# [PROVIDED PASSAGE]
================
WMAPro decoder: Windows CE includes a WMAPro decoder to decode 5.1, 6.1, and 7.1 compressed content. However, when CE5 was first shipped all our existing customers were still using stereo outputs, so there was no value in passing the discrete channels down to the wave driver. Therefore, while the version that shipped in CE5 decodes all the discrete channels internally, it downmixes them to stereo for output. Therefore, there is currently no way to get the discrete channels out of the WMAPro decoder. The NMD feature pack improved on this situation by introducing matrix-encoding into downmix algorithm: a receiver supporting Pro Logic or Pro Logic II should be able to make use of this information to partially regenerate the discrete channels which were lost during the downmix. We’ll look into improving this situation if there’s sufficient customer demand.


Dolby AC3: Dolby AC3 is  probably the most common/popular multichannel format. Microsoft doesn’t currently ship a Dolby AC3 Directshow decoder, although there are probably lots of third party companies that produce such a thing and there may be open source versions (google “ac3filter”).


That’s all I’ve got for now. Please let me know if you found this useful, if there were any errors, or if you have any questions.


Responses to comments (if I misunderstood anyone’s question, please let me know):


1. How can I playback audio content simultaneously to both analog audio jacks and S/PDIF (Ianbing)


If I understand correctly, you’re trying to play the same audio content over two connections simultaneously (one RCA analog audio jack, and one S/PDIF jack). Assuming that’s correct:
– If your audio hardware can simultaneously send a single audio stream over both connections, have the audio driver handle it internally and just expose a single device at the waveapi level.
– If you have two separate pieces of audio hardware (one to handle analog, the other for S/PDIF), you’ll need to split the PCM output of the decoder (using a Tee filter- I think there’s one under public\directx\sdk\samples\dshow\filters\inftee) and hook both outputs of the tee to the wave renderer.


The latter design causes an additional problem because you’ll need a way to tell each renderer which audio device to playback to. To do this, you’ll need to hand-construct the graph, get pointers to each of the two audio render filters, and tell each wave renderer which device ID to play to. I don’t believe I’ve ever tried this, but it should be possible by creating an IPropertyBag object (I think you’ll have to roll-your-own, but it’s not too difficult), setting the “WaveOutId” property to the ID you want to use, and pass that propertybag to the IPersistProperty interface on the wave renderer.


Your code would look something like this (sorry, I haven’t compiled/tested this):


    // CPropertyBag is your implementation of the IPropertyBag interface.
================
# [ENTRIES]

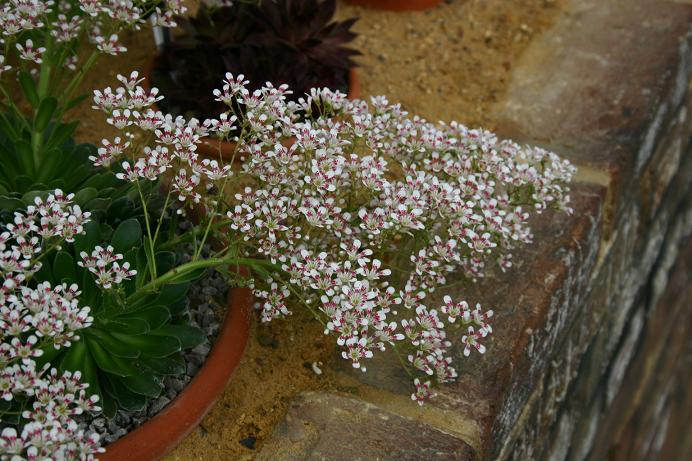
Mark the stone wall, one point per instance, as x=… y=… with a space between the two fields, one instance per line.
x=590 y=357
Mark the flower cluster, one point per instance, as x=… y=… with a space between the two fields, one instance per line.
x=65 y=23
x=103 y=263
x=361 y=212
x=33 y=317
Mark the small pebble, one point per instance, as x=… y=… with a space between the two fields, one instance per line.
x=249 y=442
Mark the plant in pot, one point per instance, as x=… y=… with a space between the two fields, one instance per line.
x=276 y=41
x=127 y=348
x=360 y=219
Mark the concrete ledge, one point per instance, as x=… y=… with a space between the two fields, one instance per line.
x=589 y=358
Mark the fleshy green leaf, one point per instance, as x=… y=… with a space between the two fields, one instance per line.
x=64 y=267
x=188 y=336
x=45 y=112
x=127 y=235
x=150 y=345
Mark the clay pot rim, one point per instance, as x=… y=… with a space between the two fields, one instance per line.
x=397 y=5
x=160 y=434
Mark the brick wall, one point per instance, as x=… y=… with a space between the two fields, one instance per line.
x=590 y=357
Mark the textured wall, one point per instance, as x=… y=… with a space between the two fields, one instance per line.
x=590 y=358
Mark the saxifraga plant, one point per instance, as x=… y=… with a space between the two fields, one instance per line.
x=292 y=42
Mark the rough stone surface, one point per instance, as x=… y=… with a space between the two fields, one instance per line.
x=362 y=431
x=590 y=356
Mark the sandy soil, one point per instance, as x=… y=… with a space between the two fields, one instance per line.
x=451 y=62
================
# [YOUR INSTRUCTIONS]
Can you reproduce verbatim the part of the Windows CE audio post between "1. How can I" and "to the wave renderer.", inclusive?

# [OUTPUT FOR THIS TASK]
1. How can I playback audio content simultaneously to both analog audio jacks and S/PDIF (Ianbing)


If I understand correctly, you’re trying to play the same audio content over two connections simultaneously (one RCA analog audio jack, and one S/PDIF jack). Assuming that’s correct:
– If your audio hardware can simultaneously send a single audio stream over both connections, have the audio driver handle it internally and just expose a single device at the waveapi level.
– If you have two separate pieces of audio hardware (one to handle analog, the other for S/PDIF), you’ll need to split the PCM output of the decoder (using a Tee filter- I think there’s one under public\directx\sdk\samples\dshow\filters\inftee) and hook both outputs of the tee to the wave renderer.